[Records from a dataset]
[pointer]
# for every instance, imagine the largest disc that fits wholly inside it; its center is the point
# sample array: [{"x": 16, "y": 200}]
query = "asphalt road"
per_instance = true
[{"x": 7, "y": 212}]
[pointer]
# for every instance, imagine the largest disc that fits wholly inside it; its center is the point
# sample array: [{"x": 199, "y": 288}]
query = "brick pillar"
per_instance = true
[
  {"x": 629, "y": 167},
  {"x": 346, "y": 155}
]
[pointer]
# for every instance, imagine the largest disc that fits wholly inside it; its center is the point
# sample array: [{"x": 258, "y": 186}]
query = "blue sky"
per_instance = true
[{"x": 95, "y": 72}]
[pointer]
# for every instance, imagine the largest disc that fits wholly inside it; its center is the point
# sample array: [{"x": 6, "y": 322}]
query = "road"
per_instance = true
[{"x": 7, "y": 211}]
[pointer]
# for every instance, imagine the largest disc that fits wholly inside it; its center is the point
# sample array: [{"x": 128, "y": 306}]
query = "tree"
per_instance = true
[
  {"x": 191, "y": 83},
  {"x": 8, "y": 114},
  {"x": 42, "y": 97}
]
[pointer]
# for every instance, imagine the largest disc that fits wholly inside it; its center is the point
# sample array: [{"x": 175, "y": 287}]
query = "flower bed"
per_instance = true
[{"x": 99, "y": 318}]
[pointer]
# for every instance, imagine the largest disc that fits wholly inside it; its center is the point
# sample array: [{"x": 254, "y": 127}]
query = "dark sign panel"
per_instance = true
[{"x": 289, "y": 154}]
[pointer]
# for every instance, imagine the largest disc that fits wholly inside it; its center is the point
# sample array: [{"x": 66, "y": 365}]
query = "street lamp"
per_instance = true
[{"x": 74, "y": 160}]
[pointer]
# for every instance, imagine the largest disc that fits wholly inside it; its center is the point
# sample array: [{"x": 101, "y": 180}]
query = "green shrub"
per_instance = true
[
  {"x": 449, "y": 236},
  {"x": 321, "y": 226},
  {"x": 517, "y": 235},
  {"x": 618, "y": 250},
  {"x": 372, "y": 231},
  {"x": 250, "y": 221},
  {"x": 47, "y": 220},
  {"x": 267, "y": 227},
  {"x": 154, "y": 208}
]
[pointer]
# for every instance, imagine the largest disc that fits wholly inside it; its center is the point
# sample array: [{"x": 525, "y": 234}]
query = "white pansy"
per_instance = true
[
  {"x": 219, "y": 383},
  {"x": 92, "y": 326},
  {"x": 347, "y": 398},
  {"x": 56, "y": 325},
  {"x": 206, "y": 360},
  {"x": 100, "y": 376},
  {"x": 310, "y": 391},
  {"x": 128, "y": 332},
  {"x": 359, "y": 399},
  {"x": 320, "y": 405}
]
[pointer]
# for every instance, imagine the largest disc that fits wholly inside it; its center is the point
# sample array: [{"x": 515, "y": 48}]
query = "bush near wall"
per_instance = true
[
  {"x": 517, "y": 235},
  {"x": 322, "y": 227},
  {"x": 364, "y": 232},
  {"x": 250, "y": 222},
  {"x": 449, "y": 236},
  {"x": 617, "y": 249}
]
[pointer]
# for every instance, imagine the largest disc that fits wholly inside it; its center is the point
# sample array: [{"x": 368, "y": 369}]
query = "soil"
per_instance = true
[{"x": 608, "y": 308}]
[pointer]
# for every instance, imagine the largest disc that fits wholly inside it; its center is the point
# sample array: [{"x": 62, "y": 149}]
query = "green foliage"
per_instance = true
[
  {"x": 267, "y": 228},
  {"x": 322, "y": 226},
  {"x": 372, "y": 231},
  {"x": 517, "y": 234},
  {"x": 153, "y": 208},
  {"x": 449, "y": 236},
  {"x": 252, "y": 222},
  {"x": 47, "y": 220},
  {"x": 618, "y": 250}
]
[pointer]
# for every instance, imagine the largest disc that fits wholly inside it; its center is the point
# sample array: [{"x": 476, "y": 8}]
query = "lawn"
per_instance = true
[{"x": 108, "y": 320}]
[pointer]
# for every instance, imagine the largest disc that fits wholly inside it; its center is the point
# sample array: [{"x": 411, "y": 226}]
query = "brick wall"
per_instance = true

> [YOUR OBJECTIVE] Which lines in the records above contain the string "green"? Copy out each such line, matching case exactly.

> [PROBLEM SOLUTION]
query = "green shrub"
query = "green foliage"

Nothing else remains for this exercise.